**TEKSTFRAGMENT**
Dat bestrijdingsmiddelen allerlei klachten kunnen geven op de lange termijn, wisten we al. Sinds kort kennen we een nieuw bestrijdingsmiddel: Neonicotinoïden. Op de lange termijn kan dit bestrijdingsmiddel schadelijke gevolgen hebben op onder andere de hersenontwikkeling van een baby en voor de intelligentie van je kind.
Half januari 2013 werden champignons massaal uit de rekken gehaald naar aanleiding van een te hoog gehalte aan nicotine. Over de oorzaak wordt niet veel prijs gegeven, maar één bron leidde naar het mogelijk gebruik van neonicotinoïden bij een naburig kippenbedrijf.
Gebruik van neonicotinoïden
Neonicotinoïden zijn het meest gebruikte bestrijdingsmiddel tegen onder meer bladluizen en worden voornamelijk gebruikt bij de teelt van suikerbieten, maïs en gewassen als wintertarwe en –gerst, spelt, kool –en vlaszaad. Natuurpunt en verschillende andere natuurorganisaties pleiten voor een verbod voor deze insecticiden, omdat het aan de basis ligt van een enorme bijensterfte!

**DATASETITEMS**

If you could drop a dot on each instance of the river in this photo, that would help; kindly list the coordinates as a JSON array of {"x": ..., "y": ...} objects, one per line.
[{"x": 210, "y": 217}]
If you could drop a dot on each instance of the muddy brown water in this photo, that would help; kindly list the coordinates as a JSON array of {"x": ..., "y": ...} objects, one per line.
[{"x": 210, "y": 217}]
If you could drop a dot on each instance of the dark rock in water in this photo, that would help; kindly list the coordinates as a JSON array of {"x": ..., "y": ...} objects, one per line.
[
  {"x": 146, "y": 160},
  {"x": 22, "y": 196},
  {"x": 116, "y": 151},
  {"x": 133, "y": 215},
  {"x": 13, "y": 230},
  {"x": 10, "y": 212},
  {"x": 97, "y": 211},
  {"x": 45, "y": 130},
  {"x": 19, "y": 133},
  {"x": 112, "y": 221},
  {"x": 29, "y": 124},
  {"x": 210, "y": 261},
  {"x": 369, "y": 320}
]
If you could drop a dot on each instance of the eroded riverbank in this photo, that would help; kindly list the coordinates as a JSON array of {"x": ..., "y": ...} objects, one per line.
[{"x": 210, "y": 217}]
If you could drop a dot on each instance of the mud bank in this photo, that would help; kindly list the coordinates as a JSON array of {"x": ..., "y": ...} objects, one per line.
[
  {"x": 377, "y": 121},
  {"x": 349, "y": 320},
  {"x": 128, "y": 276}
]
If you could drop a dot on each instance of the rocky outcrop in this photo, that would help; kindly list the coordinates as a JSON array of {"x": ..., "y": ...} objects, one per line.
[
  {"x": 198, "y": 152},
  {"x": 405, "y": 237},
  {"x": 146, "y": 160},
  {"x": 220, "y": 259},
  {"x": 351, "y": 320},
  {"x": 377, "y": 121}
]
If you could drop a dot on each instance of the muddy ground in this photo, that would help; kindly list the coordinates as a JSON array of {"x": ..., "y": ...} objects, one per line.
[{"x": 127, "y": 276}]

**JOUW OPDRACHT**
Waarom werden half januari 2013 volgens het tekstfragment over neonicotinoïden massaal champignons uit de rekken gehaald?

**ANTWOORD**
Vanwege een te hoog gehalte aan nicotine.